Challenge 1
Write out everything in the LOI article from "Key Takeaways" down to "under time pressure.".
Challenge 2
For each statement, answer yes or no according to the LOI article, and quote the words that settle it. (a) The LOI is described as a formality. (b) The exclusivity clock starts running after the LOI. (c) Most deal-breakers surface during formal due diligence.

Text to read
--- Begin ---

What to Do Before vs. After the LOI When Buying a Business

Pre-LOI is cheap exploration. The LOI is the commitment moment. Post-LOI, the meter starts running. A stage-by-stage action guide for first-time business buyers.

Written by Matt Reese, CPA · 8 min read · Published April 2026·Share on LinkedIn

Key Takeaways

  • Pre-LOI is cheap exploration — most deal-breakers surface in conversation or the tax return reconciliation, before you've spent a dollar on formal due diligence.
  • The LOI is a gate, not a formality. Sign only when financials pass scrutiny, you have a price you'd pay, structure is clear, and financing is in motion.
  • Post-LOI, the exclusivity clock starts running and the meter turns on. Parallel due diligence tracks, lender underwriting, and purchase agreement drafting all happen simultaneously under time pressure.

--- End ---

Entries
--- Begin ---

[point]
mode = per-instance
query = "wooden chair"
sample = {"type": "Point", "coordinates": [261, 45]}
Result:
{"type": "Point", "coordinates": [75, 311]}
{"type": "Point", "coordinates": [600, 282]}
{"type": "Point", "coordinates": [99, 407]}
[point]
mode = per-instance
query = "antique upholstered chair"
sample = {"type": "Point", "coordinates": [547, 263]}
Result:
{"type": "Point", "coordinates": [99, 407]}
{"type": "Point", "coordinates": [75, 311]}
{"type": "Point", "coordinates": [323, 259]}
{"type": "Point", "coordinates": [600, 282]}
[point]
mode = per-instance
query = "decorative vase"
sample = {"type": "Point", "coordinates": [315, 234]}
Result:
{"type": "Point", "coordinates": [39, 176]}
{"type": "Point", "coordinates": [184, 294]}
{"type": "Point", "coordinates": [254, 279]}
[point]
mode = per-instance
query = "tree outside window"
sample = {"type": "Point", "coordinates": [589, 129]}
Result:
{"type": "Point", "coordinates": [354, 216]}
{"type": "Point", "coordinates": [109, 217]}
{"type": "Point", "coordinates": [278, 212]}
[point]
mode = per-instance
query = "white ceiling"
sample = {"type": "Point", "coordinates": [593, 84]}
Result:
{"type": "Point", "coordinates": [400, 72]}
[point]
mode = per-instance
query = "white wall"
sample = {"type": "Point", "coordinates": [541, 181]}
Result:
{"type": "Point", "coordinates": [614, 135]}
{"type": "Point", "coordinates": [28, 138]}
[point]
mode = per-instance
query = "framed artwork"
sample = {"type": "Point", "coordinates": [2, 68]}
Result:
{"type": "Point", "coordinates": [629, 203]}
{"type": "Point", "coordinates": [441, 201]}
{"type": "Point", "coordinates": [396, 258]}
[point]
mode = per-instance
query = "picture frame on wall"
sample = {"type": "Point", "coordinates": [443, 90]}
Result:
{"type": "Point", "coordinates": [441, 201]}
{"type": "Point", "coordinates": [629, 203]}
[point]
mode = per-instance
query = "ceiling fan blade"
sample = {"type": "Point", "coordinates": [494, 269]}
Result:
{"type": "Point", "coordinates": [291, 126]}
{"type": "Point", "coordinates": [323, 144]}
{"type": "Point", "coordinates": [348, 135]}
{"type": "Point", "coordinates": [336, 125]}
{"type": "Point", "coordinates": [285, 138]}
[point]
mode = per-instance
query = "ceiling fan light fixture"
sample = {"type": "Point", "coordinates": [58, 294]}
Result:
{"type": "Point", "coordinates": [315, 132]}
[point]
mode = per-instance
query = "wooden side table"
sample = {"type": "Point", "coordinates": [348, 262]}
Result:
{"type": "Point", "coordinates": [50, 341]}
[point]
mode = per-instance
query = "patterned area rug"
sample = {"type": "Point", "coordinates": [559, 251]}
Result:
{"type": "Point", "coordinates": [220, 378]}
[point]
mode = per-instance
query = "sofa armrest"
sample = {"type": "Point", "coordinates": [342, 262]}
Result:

--- End ---

Output 1
Key Takeaways

  • Pre-LOI is cheap exploration — most deal-breakers surface in conversation or the tax return reconciliation, before you've spent a dollar on formal due diligence.
  • The LOI is a gate, not a formality. Sign only when financials pass scrutiny, you have a price you'd pay, structure is clear, and financing is in motion.
  • Post-LOI, the exclusivity clock starts running and the meter turns on. Parallel due diligence tracks, lender underwriting, and purchase agreement drafting all happen simultaneously under time pressure.

Output 2
(a) No: "The LOI is a gate, not a formality."
(b) Yes: "Post-LOI, the exclusivity clock starts running and the meter turns on."
(c) No: "most deal-breakers surface in conversation or the tax return reconciliation, before you've spent a dollar on formal due diligence."